DIRECTIVE:
Display each line of the records below that contains the string "floor", copied in full.

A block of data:
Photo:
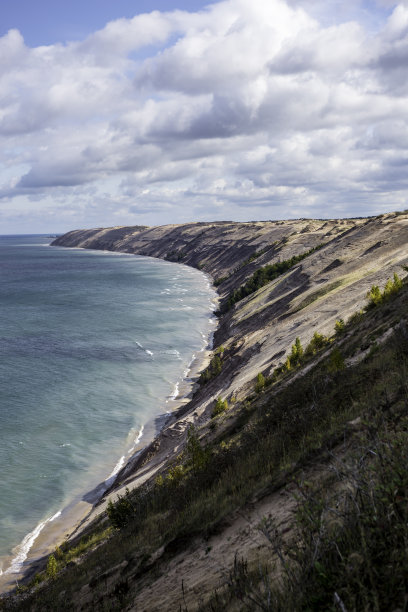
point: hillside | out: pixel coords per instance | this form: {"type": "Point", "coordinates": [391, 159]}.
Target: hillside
{"type": "Point", "coordinates": [306, 394]}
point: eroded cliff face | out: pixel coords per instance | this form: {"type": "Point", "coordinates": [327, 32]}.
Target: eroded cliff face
{"type": "Point", "coordinates": [258, 331]}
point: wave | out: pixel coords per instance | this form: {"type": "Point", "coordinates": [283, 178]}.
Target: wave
{"type": "Point", "coordinates": [24, 548]}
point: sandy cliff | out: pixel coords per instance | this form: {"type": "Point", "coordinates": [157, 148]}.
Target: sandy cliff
{"type": "Point", "coordinates": [256, 335]}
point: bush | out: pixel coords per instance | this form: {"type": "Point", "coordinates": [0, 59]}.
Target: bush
{"type": "Point", "coordinates": [52, 567]}
{"type": "Point", "coordinates": [213, 369]}
{"type": "Point", "coordinates": [339, 327]}
{"type": "Point", "coordinates": [263, 276]}
{"type": "Point", "coordinates": [336, 361]}
{"type": "Point", "coordinates": [260, 382]}
{"type": "Point", "coordinates": [220, 407]}
{"type": "Point", "coordinates": [317, 342]}
{"type": "Point", "coordinates": [120, 512]}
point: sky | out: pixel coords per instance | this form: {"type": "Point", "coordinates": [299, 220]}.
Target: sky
{"type": "Point", "coordinates": [145, 113]}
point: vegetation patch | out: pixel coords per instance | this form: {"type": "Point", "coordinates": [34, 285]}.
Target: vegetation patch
{"type": "Point", "coordinates": [263, 276]}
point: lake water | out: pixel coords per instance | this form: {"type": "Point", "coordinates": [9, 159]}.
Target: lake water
{"type": "Point", "coordinates": [92, 346]}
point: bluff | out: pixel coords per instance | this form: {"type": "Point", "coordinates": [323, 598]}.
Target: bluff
{"type": "Point", "coordinates": [270, 488]}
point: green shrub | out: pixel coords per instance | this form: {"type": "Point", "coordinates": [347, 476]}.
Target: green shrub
{"type": "Point", "coordinates": [336, 361]}
{"type": "Point", "coordinates": [120, 512]}
{"type": "Point", "coordinates": [52, 567]}
{"type": "Point", "coordinates": [197, 456]}
{"type": "Point", "coordinates": [339, 327]}
{"type": "Point", "coordinates": [263, 276]}
{"type": "Point", "coordinates": [220, 407]}
{"type": "Point", "coordinates": [260, 382]}
{"type": "Point", "coordinates": [317, 342]}
{"type": "Point", "coordinates": [375, 296]}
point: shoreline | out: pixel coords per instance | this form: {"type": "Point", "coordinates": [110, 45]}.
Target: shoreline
{"type": "Point", "coordinates": [69, 522]}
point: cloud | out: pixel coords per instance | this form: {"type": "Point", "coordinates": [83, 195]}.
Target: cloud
{"type": "Point", "coordinates": [225, 112]}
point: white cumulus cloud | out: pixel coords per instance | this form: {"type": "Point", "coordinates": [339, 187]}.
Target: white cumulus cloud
{"type": "Point", "coordinates": [243, 110]}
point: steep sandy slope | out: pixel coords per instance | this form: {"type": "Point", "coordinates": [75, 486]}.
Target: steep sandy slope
{"type": "Point", "coordinates": [256, 335]}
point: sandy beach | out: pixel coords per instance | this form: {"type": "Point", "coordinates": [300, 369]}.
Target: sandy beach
{"type": "Point", "coordinates": [74, 518]}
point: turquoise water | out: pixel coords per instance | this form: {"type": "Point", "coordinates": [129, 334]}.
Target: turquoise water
{"type": "Point", "coordinates": [92, 346]}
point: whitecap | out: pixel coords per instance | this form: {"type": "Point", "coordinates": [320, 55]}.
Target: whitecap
{"type": "Point", "coordinates": [25, 546]}
{"type": "Point", "coordinates": [116, 469]}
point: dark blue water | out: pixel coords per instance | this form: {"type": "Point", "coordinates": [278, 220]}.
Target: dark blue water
{"type": "Point", "coordinates": [92, 346]}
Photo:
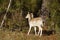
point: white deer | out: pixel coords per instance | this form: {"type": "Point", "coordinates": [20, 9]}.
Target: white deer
{"type": "Point", "coordinates": [33, 22]}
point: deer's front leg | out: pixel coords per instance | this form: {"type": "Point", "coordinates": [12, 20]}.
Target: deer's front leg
{"type": "Point", "coordinates": [35, 30]}
{"type": "Point", "coordinates": [29, 30]}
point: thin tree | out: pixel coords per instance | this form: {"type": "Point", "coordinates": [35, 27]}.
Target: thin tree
{"type": "Point", "coordinates": [5, 14]}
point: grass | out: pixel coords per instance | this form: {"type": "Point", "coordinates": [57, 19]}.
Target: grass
{"type": "Point", "coordinates": [9, 35]}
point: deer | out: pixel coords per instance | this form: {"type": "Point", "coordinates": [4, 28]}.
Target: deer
{"type": "Point", "coordinates": [33, 22]}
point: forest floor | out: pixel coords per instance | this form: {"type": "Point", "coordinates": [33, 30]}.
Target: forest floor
{"type": "Point", "coordinates": [8, 35]}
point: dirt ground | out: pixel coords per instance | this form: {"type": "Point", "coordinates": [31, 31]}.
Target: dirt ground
{"type": "Point", "coordinates": [8, 35]}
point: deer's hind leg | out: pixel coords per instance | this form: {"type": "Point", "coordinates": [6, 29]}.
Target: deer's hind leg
{"type": "Point", "coordinates": [40, 31]}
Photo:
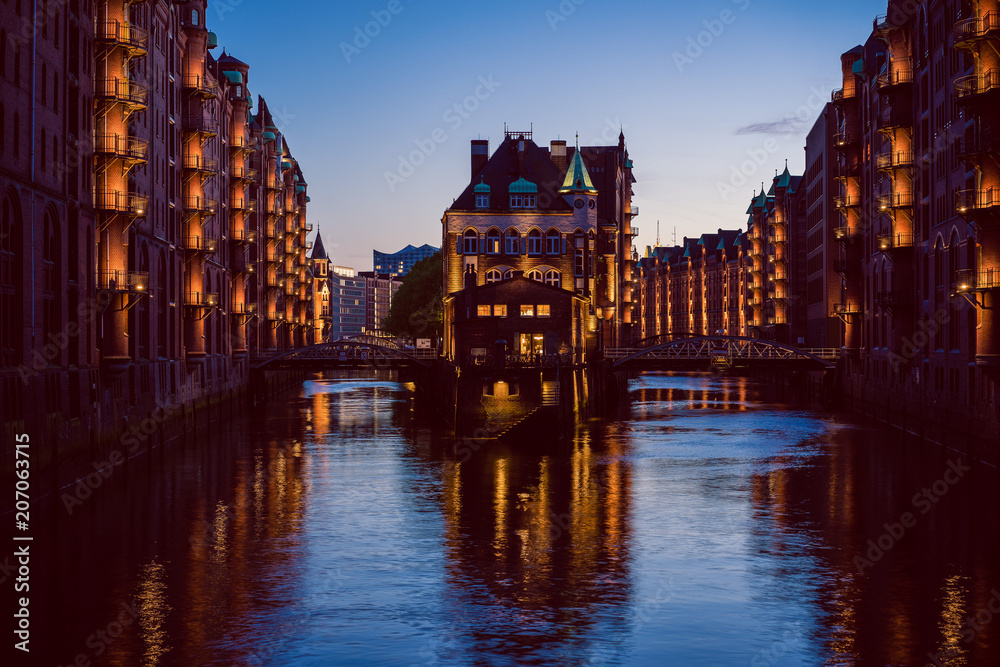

TASK ANSWER:
point: forest floor | out: pixel coords per instance | this form: {"type": "Point", "coordinates": [33, 30]}.
Target: forest floor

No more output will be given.